Work to be completed - In the records below, find each line with "every" and copy it.

Given entries -
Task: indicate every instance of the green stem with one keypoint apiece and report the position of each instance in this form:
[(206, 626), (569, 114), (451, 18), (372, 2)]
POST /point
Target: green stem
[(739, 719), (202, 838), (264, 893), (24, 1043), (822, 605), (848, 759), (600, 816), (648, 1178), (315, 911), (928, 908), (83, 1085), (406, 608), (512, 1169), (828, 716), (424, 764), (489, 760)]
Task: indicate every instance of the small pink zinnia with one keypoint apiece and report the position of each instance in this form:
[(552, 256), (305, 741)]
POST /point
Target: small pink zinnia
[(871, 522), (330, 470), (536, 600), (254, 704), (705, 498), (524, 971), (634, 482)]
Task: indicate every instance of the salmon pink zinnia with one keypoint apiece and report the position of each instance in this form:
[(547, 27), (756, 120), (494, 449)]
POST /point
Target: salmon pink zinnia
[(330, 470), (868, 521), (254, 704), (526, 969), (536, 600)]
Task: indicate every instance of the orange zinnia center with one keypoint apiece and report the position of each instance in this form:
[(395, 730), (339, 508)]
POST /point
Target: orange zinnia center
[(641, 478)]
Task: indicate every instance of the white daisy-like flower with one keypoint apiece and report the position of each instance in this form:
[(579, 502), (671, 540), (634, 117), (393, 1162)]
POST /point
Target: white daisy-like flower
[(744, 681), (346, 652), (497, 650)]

Task solution -
Task: indicate every instance of the green stem with one keypoint apiece and report the position of each instance in this form:
Task: indicate every instance of the small pink zinnia with one keypoint apiece and report the position of each instance in this form:
Task: indicate every instance of the salmon pink zinnia with one keypoint apiece and report the position of each instance in this form:
Task: indicate every instance of the orange zinnia center with one keypoint apiece and report the position of each instance in this form:
Task: indicate every instance of the white daisy-like flower with one keypoint apiece and report the position of each instance in this form:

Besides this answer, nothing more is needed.